RECORDS SUPPLIED ▸
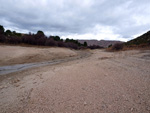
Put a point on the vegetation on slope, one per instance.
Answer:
(12, 37)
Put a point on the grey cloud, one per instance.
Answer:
(76, 17)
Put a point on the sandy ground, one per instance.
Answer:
(105, 82)
(10, 55)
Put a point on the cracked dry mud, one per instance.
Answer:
(101, 83)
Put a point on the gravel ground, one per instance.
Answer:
(116, 82)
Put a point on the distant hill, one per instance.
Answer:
(103, 43)
(143, 39)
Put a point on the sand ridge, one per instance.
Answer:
(104, 82)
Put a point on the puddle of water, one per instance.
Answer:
(20, 67)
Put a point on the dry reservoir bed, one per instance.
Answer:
(101, 83)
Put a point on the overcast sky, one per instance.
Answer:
(78, 19)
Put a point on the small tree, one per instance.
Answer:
(85, 44)
(2, 29)
(8, 33)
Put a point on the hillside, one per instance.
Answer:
(143, 39)
(103, 43)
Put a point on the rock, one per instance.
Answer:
(16, 81)
(85, 103)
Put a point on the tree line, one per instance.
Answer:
(40, 39)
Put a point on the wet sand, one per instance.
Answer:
(104, 82)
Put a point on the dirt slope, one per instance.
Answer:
(17, 55)
(103, 83)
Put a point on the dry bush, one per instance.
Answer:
(117, 47)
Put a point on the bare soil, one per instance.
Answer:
(116, 82)
(10, 55)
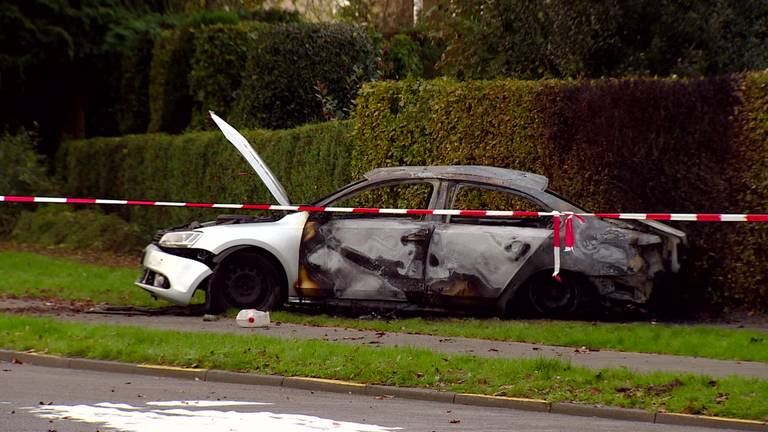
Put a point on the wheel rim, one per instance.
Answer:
(246, 286)
(552, 297)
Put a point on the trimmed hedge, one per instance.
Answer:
(169, 96)
(309, 161)
(634, 145)
(746, 271)
(219, 53)
(22, 172)
(78, 229)
(300, 73)
(133, 85)
(265, 75)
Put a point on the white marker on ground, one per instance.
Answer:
(127, 418)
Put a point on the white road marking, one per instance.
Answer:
(127, 418)
(204, 403)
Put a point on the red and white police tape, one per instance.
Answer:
(556, 216)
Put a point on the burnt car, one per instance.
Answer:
(410, 259)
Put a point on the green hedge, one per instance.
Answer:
(88, 228)
(266, 75)
(22, 172)
(634, 145)
(309, 161)
(219, 53)
(170, 100)
(300, 73)
(746, 269)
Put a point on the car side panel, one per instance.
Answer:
(478, 262)
(362, 258)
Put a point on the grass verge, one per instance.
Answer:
(32, 275)
(552, 380)
(699, 341)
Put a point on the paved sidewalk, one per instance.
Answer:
(480, 347)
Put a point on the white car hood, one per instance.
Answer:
(250, 155)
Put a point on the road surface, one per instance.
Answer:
(34, 398)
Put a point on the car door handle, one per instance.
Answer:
(420, 235)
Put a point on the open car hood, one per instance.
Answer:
(250, 155)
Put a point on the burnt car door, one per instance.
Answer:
(473, 259)
(364, 256)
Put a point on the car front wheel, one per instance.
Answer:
(246, 281)
(555, 298)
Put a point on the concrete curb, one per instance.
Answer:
(319, 384)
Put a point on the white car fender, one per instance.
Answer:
(281, 238)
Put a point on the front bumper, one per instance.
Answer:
(171, 277)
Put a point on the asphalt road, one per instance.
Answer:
(639, 362)
(34, 398)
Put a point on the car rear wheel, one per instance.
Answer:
(552, 298)
(246, 281)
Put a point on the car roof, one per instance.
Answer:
(477, 173)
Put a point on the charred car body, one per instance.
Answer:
(412, 259)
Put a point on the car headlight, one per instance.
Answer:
(180, 239)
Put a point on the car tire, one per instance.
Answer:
(246, 281)
(552, 298)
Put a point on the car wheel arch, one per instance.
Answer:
(231, 253)
(516, 293)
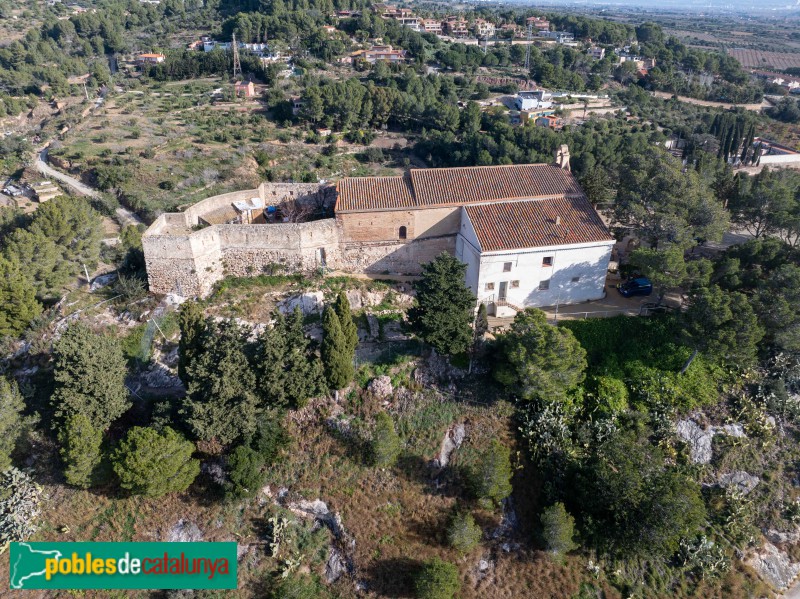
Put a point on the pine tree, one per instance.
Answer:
(349, 328)
(558, 529)
(154, 463)
(193, 328)
(336, 358)
(221, 402)
(18, 305)
(89, 376)
(385, 445)
(444, 311)
(305, 376)
(80, 450)
(11, 421)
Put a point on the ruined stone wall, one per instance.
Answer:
(190, 264)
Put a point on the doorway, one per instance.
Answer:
(503, 292)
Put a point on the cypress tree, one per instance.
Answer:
(80, 450)
(338, 362)
(349, 328)
(221, 402)
(11, 421)
(304, 371)
(193, 329)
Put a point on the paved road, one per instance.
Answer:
(124, 216)
(41, 165)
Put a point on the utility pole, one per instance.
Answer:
(237, 66)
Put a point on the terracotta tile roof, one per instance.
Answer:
(374, 193)
(528, 224)
(462, 185)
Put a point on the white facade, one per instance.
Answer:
(533, 277)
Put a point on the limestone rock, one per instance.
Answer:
(739, 479)
(381, 387)
(775, 567)
(453, 439)
(698, 439)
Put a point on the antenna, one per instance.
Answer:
(237, 66)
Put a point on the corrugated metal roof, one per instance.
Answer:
(529, 224)
(461, 185)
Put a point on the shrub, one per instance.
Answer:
(462, 533)
(437, 579)
(558, 529)
(20, 498)
(245, 472)
(490, 478)
(385, 445)
(80, 450)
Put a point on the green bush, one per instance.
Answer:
(489, 479)
(462, 533)
(437, 579)
(245, 470)
(385, 445)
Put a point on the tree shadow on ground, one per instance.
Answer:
(393, 577)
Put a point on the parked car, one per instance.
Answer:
(637, 286)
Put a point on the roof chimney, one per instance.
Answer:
(562, 157)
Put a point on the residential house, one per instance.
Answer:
(244, 89)
(597, 53)
(144, 59)
(483, 29)
(538, 23)
(45, 191)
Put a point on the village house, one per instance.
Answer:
(244, 89)
(455, 27)
(538, 23)
(527, 233)
(483, 29)
(597, 53)
(144, 59)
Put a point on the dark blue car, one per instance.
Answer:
(637, 286)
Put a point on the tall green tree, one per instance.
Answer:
(345, 314)
(724, 324)
(89, 373)
(11, 421)
(558, 529)
(443, 312)
(18, 305)
(80, 450)
(336, 355)
(221, 401)
(153, 463)
(193, 329)
(539, 361)
(385, 445)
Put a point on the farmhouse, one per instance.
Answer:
(527, 232)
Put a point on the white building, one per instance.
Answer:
(534, 252)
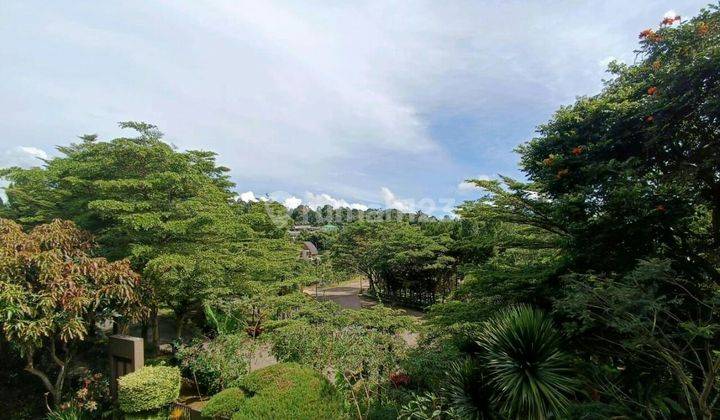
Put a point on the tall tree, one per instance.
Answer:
(164, 209)
(53, 292)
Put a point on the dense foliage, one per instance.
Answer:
(589, 290)
(53, 292)
(225, 403)
(288, 390)
(147, 389)
(617, 230)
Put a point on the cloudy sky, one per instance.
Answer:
(365, 103)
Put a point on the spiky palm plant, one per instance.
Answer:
(528, 372)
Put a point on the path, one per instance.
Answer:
(347, 295)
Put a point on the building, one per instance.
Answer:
(308, 251)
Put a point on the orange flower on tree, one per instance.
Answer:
(702, 28)
(650, 35)
(670, 20)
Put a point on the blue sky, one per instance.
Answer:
(369, 103)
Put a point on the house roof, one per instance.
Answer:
(310, 247)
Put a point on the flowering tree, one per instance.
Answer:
(52, 293)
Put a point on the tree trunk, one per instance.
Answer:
(54, 390)
(144, 330)
(716, 218)
(180, 322)
(155, 329)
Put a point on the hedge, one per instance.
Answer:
(149, 388)
(225, 403)
(288, 390)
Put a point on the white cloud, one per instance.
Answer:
(292, 202)
(671, 14)
(393, 202)
(248, 197)
(22, 156)
(323, 199)
(470, 186)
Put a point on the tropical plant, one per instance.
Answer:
(466, 390)
(225, 403)
(218, 363)
(427, 406)
(529, 375)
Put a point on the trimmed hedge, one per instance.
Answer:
(225, 403)
(149, 388)
(289, 391)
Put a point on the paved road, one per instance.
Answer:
(347, 295)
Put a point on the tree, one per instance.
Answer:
(617, 229)
(53, 292)
(148, 202)
(398, 259)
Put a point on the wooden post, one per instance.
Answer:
(126, 356)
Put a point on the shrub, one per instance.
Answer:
(288, 390)
(216, 364)
(225, 403)
(150, 388)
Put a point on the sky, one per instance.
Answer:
(361, 104)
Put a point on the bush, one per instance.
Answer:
(225, 403)
(288, 390)
(150, 388)
(216, 364)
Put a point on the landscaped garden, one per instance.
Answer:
(589, 291)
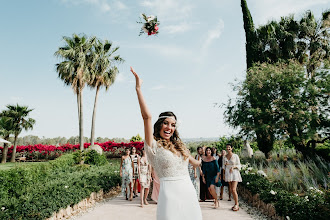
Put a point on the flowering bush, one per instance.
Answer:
(150, 25)
(50, 152)
(37, 190)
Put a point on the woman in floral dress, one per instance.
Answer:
(144, 177)
(136, 160)
(126, 173)
(232, 173)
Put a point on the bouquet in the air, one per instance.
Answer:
(150, 25)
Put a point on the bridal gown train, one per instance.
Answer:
(177, 197)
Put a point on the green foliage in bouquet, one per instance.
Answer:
(150, 25)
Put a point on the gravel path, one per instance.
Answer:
(120, 209)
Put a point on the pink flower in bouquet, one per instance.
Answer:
(150, 25)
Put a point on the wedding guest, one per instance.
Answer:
(232, 173)
(221, 163)
(193, 175)
(198, 170)
(144, 177)
(136, 160)
(212, 172)
(126, 173)
(215, 153)
(204, 192)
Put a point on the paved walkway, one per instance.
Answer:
(121, 209)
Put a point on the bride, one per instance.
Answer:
(169, 156)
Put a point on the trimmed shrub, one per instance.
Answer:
(37, 191)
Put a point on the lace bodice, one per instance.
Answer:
(165, 163)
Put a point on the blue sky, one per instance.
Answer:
(189, 66)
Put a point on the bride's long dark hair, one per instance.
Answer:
(175, 141)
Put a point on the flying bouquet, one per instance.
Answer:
(150, 25)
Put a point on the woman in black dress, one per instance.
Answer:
(222, 176)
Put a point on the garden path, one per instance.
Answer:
(121, 209)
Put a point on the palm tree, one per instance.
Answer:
(103, 72)
(74, 70)
(6, 129)
(18, 117)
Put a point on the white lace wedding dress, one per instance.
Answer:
(177, 196)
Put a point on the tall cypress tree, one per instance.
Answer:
(265, 135)
(251, 44)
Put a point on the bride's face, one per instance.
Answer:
(168, 128)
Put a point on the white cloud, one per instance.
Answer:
(212, 35)
(263, 11)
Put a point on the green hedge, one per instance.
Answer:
(36, 192)
(314, 204)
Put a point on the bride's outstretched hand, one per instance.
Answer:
(138, 81)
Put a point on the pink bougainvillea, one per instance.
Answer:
(40, 151)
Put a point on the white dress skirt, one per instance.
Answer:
(177, 198)
(235, 175)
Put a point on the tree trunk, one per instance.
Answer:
(13, 154)
(5, 151)
(81, 125)
(94, 116)
(78, 103)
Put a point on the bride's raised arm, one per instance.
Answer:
(146, 115)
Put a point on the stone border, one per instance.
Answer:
(85, 204)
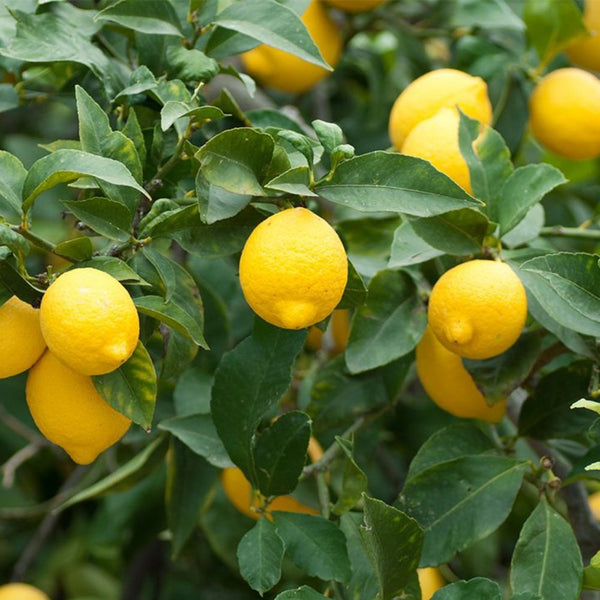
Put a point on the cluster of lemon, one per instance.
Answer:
(87, 324)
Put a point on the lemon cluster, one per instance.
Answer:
(87, 324)
(476, 310)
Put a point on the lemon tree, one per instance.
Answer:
(299, 299)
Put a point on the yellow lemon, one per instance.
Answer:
(426, 95)
(586, 53)
(285, 72)
(70, 412)
(450, 385)
(21, 591)
(478, 308)
(293, 269)
(436, 140)
(89, 321)
(22, 341)
(430, 580)
(355, 5)
(565, 113)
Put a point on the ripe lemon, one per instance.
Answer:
(89, 321)
(285, 72)
(355, 5)
(22, 341)
(478, 308)
(450, 385)
(565, 113)
(21, 591)
(69, 411)
(293, 269)
(436, 140)
(430, 580)
(426, 95)
(586, 53)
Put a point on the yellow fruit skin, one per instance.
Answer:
(565, 113)
(21, 591)
(22, 341)
(69, 411)
(293, 269)
(355, 5)
(426, 95)
(450, 385)
(478, 308)
(285, 72)
(436, 140)
(430, 580)
(89, 321)
(586, 53)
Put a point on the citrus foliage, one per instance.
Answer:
(412, 137)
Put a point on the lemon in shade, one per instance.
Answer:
(285, 72)
(22, 340)
(89, 321)
(426, 95)
(564, 113)
(21, 591)
(586, 53)
(69, 411)
(478, 308)
(293, 269)
(436, 140)
(450, 385)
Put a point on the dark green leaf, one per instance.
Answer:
(315, 544)
(131, 388)
(260, 554)
(394, 542)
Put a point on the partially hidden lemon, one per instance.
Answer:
(293, 269)
(21, 591)
(450, 385)
(430, 580)
(565, 113)
(89, 321)
(355, 5)
(426, 95)
(22, 341)
(285, 72)
(478, 308)
(69, 411)
(586, 53)
(436, 140)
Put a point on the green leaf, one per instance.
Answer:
(106, 217)
(456, 232)
(67, 165)
(146, 16)
(522, 190)
(477, 588)
(260, 554)
(249, 381)
(455, 441)
(237, 160)
(274, 24)
(552, 26)
(567, 287)
(547, 560)
(280, 453)
(384, 181)
(315, 544)
(131, 388)
(461, 501)
(388, 325)
(189, 483)
(198, 433)
(394, 542)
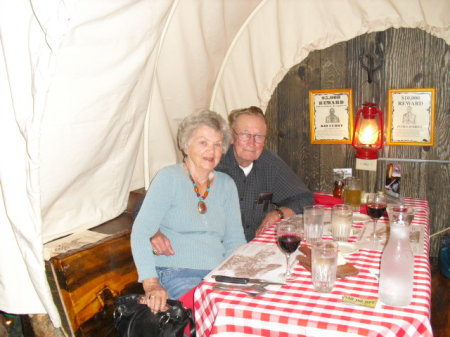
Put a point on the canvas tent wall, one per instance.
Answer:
(92, 94)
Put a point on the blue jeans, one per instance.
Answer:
(178, 281)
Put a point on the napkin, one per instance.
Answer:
(343, 270)
(254, 260)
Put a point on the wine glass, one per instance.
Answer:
(376, 206)
(289, 236)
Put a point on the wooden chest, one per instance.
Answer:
(86, 281)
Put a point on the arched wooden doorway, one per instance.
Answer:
(412, 59)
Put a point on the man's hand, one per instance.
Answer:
(161, 244)
(273, 217)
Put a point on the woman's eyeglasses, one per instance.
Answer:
(245, 137)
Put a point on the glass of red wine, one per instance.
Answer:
(289, 236)
(376, 206)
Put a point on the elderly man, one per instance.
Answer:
(268, 189)
(262, 178)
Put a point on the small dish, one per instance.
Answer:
(359, 217)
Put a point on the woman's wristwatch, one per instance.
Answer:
(280, 212)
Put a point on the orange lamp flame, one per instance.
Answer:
(368, 135)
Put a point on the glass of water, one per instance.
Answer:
(324, 265)
(313, 223)
(341, 222)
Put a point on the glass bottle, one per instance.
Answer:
(397, 267)
(338, 185)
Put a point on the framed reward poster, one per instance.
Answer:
(331, 116)
(411, 117)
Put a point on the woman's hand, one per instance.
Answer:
(155, 295)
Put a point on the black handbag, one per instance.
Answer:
(132, 319)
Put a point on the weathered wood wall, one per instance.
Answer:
(412, 59)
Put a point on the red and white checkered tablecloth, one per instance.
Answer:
(296, 309)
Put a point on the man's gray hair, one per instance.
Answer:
(202, 118)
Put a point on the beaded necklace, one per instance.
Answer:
(201, 206)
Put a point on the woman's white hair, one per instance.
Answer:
(202, 118)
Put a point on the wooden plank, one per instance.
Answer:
(333, 70)
(412, 59)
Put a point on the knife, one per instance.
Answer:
(241, 280)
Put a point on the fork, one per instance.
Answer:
(258, 289)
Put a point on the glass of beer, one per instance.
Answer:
(352, 192)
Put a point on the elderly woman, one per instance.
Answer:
(195, 207)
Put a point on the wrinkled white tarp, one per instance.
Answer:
(77, 78)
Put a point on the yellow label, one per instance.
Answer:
(366, 302)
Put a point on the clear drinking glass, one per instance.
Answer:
(289, 236)
(341, 222)
(352, 192)
(324, 265)
(313, 222)
(376, 206)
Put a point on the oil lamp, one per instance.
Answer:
(368, 134)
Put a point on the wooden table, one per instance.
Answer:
(295, 309)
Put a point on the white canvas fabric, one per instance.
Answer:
(92, 92)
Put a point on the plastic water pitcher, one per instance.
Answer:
(397, 267)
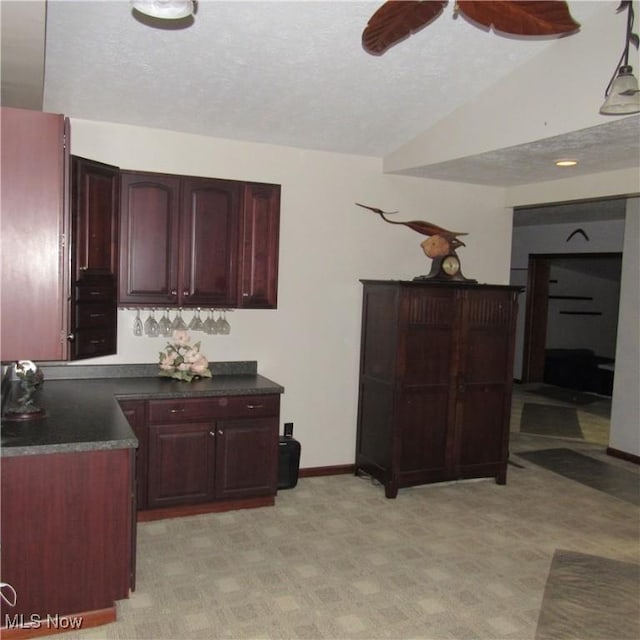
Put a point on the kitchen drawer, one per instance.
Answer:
(180, 410)
(89, 343)
(96, 292)
(97, 314)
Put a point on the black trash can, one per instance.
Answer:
(288, 462)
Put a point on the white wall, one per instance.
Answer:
(310, 344)
(595, 332)
(625, 412)
(560, 90)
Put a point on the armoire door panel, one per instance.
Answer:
(374, 445)
(379, 342)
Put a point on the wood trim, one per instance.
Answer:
(63, 624)
(336, 470)
(204, 507)
(623, 455)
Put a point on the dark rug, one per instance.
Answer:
(590, 598)
(571, 396)
(608, 478)
(550, 420)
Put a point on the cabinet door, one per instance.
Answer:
(427, 372)
(209, 238)
(259, 234)
(95, 198)
(34, 265)
(246, 457)
(134, 412)
(149, 226)
(181, 464)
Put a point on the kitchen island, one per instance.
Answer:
(71, 479)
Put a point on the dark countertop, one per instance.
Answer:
(82, 412)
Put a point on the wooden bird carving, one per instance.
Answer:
(440, 242)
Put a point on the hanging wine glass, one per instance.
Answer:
(224, 328)
(164, 325)
(178, 323)
(196, 322)
(210, 324)
(138, 327)
(151, 328)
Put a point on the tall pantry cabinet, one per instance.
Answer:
(435, 381)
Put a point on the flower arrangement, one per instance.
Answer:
(182, 360)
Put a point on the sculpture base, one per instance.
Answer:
(16, 414)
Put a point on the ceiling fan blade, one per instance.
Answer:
(398, 19)
(522, 18)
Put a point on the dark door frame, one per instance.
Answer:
(535, 329)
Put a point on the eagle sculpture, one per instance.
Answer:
(441, 242)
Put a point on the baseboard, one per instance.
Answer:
(623, 455)
(336, 470)
(45, 626)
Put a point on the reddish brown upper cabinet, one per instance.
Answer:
(35, 236)
(435, 382)
(259, 235)
(197, 242)
(95, 198)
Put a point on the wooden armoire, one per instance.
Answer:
(436, 369)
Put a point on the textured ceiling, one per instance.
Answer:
(295, 74)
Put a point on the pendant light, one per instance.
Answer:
(165, 9)
(622, 95)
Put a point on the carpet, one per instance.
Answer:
(572, 396)
(550, 420)
(609, 478)
(590, 598)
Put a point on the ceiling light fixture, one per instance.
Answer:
(622, 96)
(165, 9)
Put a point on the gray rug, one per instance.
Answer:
(590, 598)
(550, 420)
(572, 396)
(609, 478)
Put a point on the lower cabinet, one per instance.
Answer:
(196, 451)
(182, 464)
(68, 535)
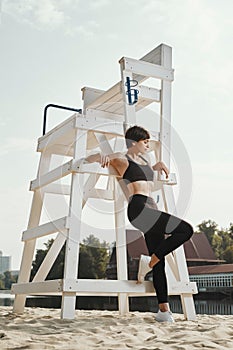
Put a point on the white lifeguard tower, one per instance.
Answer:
(102, 123)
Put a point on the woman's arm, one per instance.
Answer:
(161, 167)
(105, 160)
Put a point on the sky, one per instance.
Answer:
(50, 49)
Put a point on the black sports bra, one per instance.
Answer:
(138, 172)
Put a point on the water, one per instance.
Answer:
(203, 306)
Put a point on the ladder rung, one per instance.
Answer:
(52, 176)
(46, 229)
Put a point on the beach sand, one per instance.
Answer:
(42, 329)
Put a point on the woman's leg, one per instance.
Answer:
(179, 231)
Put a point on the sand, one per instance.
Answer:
(41, 329)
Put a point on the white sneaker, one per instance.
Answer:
(143, 267)
(165, 316)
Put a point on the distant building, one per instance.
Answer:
(210, 274)
(199, 252)
(5, 263)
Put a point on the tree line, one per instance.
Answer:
(94, 255)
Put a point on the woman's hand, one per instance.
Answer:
(104, 160)
(161, 167)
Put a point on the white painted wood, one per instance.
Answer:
(46, 229)
(29, 247)
(149, 93)
(50, 257)
(74, 234)
(188, 306)
(51, 176)
(129, 110)
(147, 69)
(104, 114)
(89, 187)
(99, 287)
(121, 247)
(89, 95)
(34, 288)
(57, 189)
(95, 113)
(44, 142)
(123, 286)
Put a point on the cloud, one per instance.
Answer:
(43, 14)
(13, 144)
(66, 15)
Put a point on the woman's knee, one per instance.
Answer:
(188, 230)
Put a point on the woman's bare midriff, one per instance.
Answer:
(140, 187)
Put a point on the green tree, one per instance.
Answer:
(2, 284)
(228, 254)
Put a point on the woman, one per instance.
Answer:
(143, 213)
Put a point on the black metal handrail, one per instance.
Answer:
(56, 106)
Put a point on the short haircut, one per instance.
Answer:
(135, 133)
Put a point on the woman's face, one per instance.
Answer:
(143, 146)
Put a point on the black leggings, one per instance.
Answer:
(145, 216)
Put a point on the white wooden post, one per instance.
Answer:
(129, 110)
(74, 232)
(29, 246)
(121, 247)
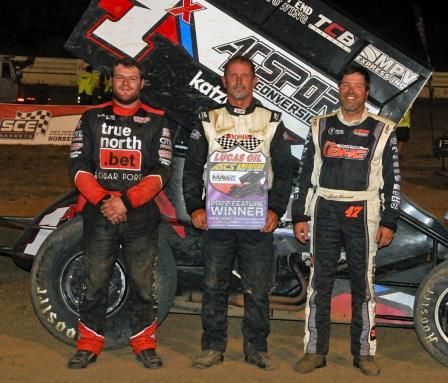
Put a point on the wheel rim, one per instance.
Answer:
(441, 315)
(72, 285)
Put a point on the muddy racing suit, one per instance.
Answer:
(349, 184)
(256, 129)
(126, 153)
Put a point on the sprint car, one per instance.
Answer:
(184, 45)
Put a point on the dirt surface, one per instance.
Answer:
(32, 177)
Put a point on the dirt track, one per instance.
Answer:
(32, 177)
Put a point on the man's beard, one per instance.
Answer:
(239, 93)
(127, 101)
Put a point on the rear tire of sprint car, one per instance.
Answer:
(431, 313)
(57, 285)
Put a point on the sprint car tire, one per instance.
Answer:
(57, 284)
(431, 313)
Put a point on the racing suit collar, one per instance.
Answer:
(124, 111)
(341, 118)
(238, 111)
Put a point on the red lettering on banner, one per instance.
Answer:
(120, 159)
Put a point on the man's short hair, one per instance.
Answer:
(240, 59)
(351, 69)
(129, 63)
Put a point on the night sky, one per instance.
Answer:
(41, 27)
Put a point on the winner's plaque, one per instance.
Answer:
(237, 190)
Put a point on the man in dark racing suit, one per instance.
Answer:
(120, 158)
(349, 195)
(242, 120)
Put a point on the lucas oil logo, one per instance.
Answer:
(386, 67)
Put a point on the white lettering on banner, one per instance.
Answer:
(207, 89)
(126, 34)
(386, 67)
(239, 211)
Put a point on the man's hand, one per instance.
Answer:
(271, 222)
(301, 231)
(114, 210)
(199, 219)
(384, 236)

TASK DIRECTIONS ▸ From the listing, reproduce every line where the word "flowering" is present.

RESULT FOR THIS EXERCISE ▸
Put a point on the flowering tree, one per instance.
Put a point on the flowering bush, one per instance.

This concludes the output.